Prompt 1
Give the passage of the Kamel Daoud interview from "Another reason is" to "write a sequel." again, but switch "village" to "small town".
Prompt 2
In the Kamel Daoud interview, which Algerian newspaper ran the column before it appeared in Le Monde?

Provided text

>> BEGIN

KAMEL DAOUD: Thank you for your interest. I don’t think you can write a novel simply with an “idea” or a totally conscious intention. It’s as much about an intimate, personal story as it is about an identity and a history. As far as I’m concerned, there are several reasons for writing Meursault, reasons that I was only able to decipher as I went along, in front of readers all over the world. Firstly, the almost physical sensation of the obscurity of the Arab in Camus’s novel. Not an ideological grievance, but a need to identify, as every reader must, and which, in the case of this novel, was impossible. Secondly, I’m the bearer of the Algerian story of colonization. This novel, even if I prevent myself from reading it as a decolonized person (literature is there to distract me from this condition prescribed to me), is part of Algerian literature, even if the latter or the author rejects or refuses to accept it. It was only natural to consider the victim’s point of view in this novel.


Another reason is more intimate, and I didn’t understand it until years later: I had lost a younger brother, my youngest, when I was almost four. This story still resonates within me, even if I refuse to accept it. Thus, the story of a dead brother told by a survivor who feels guilty is familiar to me. Last but not least: I’m a frustrated reader. I grew up in a village where I was short of books. I think my desire to write was born of this frustration. To this day, I still like to write about great novels, to reread them or even continue them, as it were. Meursault, contre-enquête is also about this desire to write a sequel.


This novel was born, factually, from a newspaper column I wrote, in March 2013, which can be found in the French newspaper Le Monde, and before that in Le Quotidien d’Oran, an Algerian newspaper, under the title “Meursault ou l’Arabe deux fois tué.” I had written it as an emotional reaction to a French journalist who had come to Oran to investigate Camus. His questions always revolved around Camus and Meursault, not the “Arab.”

>> END

Extracted data
>> BEGIN

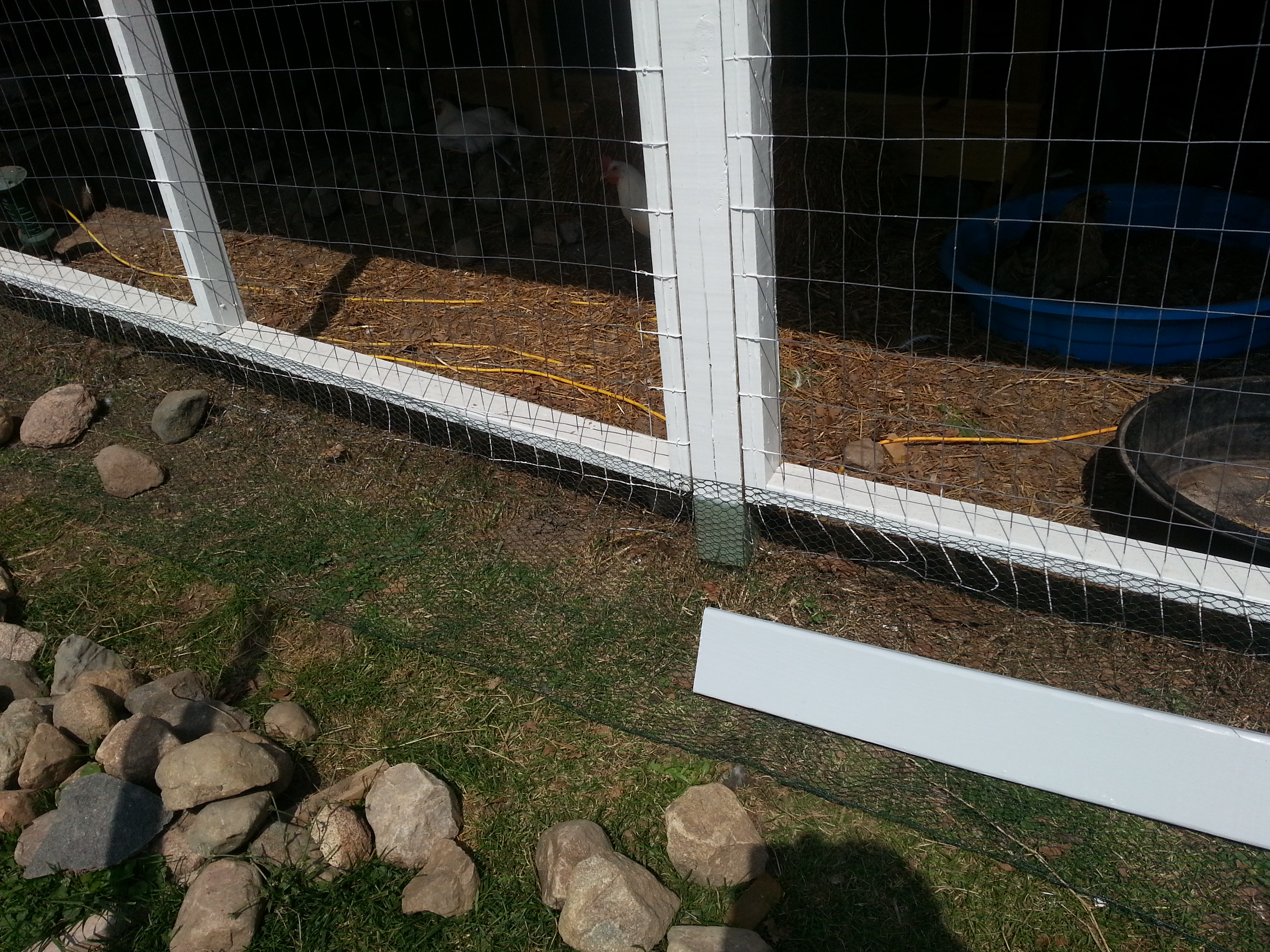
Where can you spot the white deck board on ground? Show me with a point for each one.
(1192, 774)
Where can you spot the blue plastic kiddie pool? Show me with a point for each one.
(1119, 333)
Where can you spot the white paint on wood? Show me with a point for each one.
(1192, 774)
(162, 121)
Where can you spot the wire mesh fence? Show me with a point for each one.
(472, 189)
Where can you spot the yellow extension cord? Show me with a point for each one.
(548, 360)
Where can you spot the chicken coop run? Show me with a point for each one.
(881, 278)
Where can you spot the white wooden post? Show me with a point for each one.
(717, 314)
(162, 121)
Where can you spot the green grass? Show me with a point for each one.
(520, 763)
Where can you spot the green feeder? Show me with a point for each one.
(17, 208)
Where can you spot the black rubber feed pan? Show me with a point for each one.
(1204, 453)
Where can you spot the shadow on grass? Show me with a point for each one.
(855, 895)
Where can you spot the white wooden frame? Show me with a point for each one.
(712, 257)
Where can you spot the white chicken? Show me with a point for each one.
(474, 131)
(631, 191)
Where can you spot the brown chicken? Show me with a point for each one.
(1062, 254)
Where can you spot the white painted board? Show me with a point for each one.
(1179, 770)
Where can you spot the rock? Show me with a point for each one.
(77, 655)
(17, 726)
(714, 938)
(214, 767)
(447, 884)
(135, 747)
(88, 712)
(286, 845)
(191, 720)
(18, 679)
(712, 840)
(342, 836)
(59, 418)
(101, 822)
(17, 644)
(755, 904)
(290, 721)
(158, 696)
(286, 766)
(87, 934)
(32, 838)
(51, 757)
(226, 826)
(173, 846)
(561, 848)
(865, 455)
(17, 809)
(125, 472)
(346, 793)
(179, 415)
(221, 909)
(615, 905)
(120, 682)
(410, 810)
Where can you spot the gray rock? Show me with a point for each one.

>> END

Full output 1
Another reason is more intimate, and I didn’t understand it until years later: I had lost a younger brother, my youngest, when I was almost four. This story still resonates within me, even if I refuse to accept it. Thus, the story of a dead brother told by a survivor who feels guilty is familiar to me. Last but not least: I’m a frustrated reader. I grew up in a small town where I was short of books. I think my desire to write was born of this frustration. To this day, I still like to write about great novels, to reread them or even continue them, as it were. Meursault, contre-enquête is also about this desire to write a sequel.

Full output 2
Le Quotidien d'Oran